TASK SET:
(a) In the Christmas songs review, what does Pat Carty's walk on the festive wild side include? List every item.
(b) Reproduce the Christmas songs review word for word from "During the Commonwealth" up to and including "of Christmas excess.".

- 21 Dec 18
It's Christmas Time, There's No Need To Be Afraid...Or Is There? Pat Carty, pictured above with several of his showbiz pals, uncorks a bottle of wine, settles in front of his gramophone, and braces himself for a walk on the festive wild side – which includes several classics, a few dodgy efforts, and one or two outright turkeys.
During the Commonwealth of England, famed party animal and good time merchant Oliver Cromwell prohibited all celebrations of the Christmas holiday, including the singing of Christmas songs, for lo, they were pagan and sinful. Perhaps that mean bastard wasn’t all bad. No such luck in our age of reason. Let us open our account of all things yule with a few of the best – and end with a twist in this tale of Christmas excess.
Santa Claus Is Coming To Town – Bruce Springsteen
Springsteen and The E-Street Band could do a live arrangement of an accountancy report and it would still rock, so no surprise that this is a charmer. “Clarence, you been rehearsing real hard, so Santa’ll bring you a new saxophone?” The Greatest live act the planet has ever known sound like they’re arsing around and having a good time, and you will too. It could be one of those great rockers hidden away on The River by the time the lads are finished pummelling it. They don’t call him The Boss for a laugh. One of the better ones.

MATERIAL:
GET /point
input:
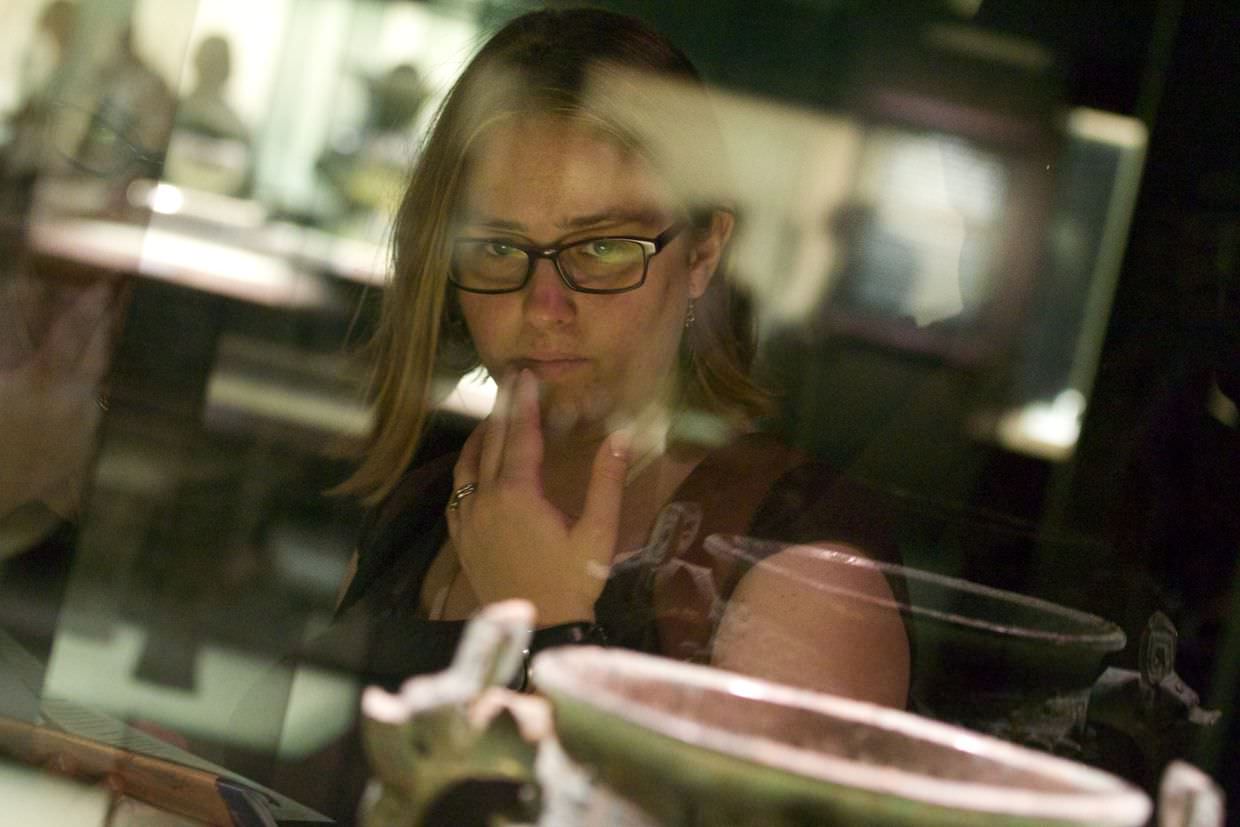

SOLUTIONS TO EACH TASK:
(a) Several classics, a few dodgy efforts, and one or two outright turkeys.

(b)
During the Commonwealth of England, famed party animal and good time merchant Oliver Cromwell prohibited all celebrations of the Christmas holiday, including the singing of Christmas songs, for lo, they were pagan and sinful. Perhaps that mean bastard wasn’t all bad. No such luck in our age of reason. Let us open our account of all things yule with a few of the best – and end with a twist in this tale of Christmas excess.